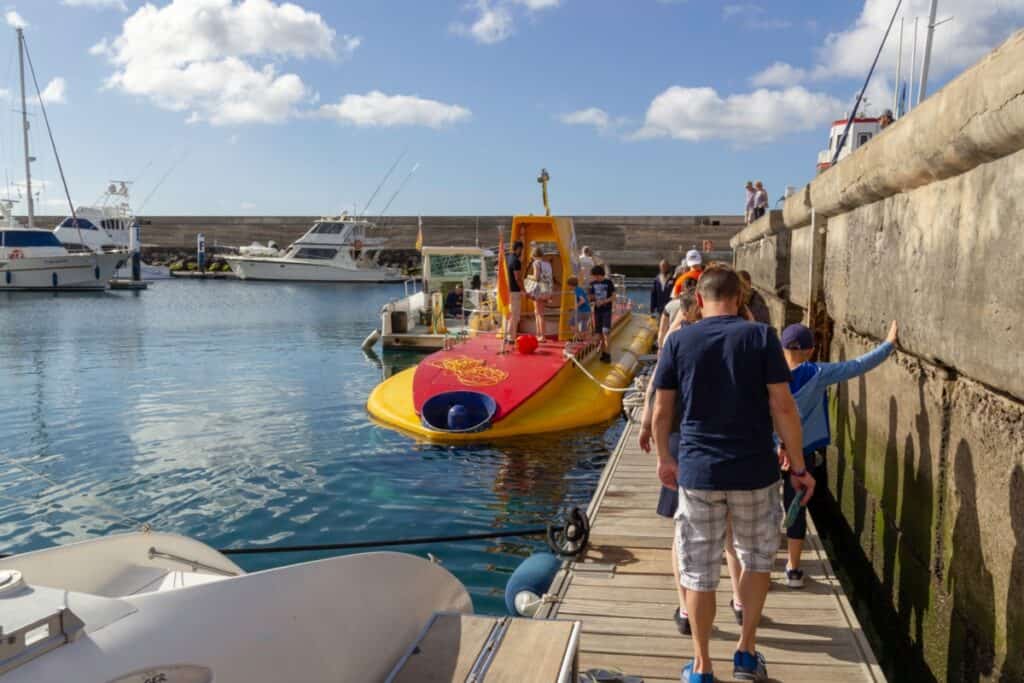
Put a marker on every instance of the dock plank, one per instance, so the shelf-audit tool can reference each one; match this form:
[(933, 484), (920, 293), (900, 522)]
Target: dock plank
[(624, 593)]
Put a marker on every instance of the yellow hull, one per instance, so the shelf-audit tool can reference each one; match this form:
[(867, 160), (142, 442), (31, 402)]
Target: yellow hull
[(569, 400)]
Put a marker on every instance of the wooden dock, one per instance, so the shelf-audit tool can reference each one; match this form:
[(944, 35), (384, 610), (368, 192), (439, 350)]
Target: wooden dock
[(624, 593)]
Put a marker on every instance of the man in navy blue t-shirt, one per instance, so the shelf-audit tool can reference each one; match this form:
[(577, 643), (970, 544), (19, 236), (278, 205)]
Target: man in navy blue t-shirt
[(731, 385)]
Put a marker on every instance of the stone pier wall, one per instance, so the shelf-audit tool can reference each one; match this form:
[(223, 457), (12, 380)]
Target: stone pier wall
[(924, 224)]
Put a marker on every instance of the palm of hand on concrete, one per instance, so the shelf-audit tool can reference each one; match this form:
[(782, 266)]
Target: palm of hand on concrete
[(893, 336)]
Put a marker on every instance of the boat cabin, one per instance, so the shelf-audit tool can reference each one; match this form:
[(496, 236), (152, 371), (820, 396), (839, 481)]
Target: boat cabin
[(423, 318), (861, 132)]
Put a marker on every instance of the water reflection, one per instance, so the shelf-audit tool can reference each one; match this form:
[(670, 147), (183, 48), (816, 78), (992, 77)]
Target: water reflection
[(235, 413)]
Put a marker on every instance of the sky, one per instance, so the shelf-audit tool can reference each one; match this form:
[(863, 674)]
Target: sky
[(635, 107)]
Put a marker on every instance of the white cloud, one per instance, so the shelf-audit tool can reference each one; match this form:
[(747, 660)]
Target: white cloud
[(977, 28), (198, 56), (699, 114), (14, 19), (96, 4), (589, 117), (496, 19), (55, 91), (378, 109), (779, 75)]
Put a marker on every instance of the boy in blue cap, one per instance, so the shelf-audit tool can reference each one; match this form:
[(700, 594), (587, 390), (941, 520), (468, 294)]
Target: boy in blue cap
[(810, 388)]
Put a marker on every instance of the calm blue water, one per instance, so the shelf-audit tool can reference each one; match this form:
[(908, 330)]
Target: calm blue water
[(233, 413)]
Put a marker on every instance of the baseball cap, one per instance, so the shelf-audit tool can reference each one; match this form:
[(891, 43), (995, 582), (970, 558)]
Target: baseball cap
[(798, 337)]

» Task goal: Restate word for word the entries above from the line with "Put a marker on every instance of the boat" through the line with "Put a marker on every instance of the water", inclusive, leaving out everything else.

» Exercise output:
Put a marker on every instance of the boat cabin, one per instance, so the shelf-audit tool can reference each one; match this form:
[(496, 236), (152, 371), (820, 396), (839, 481)]
Target: boat cabin
[(423, 318), (861, 132)]
Put a marker on every instance of the water reflection, one per instance, so the shelf-audit tool can reference each one; match this form:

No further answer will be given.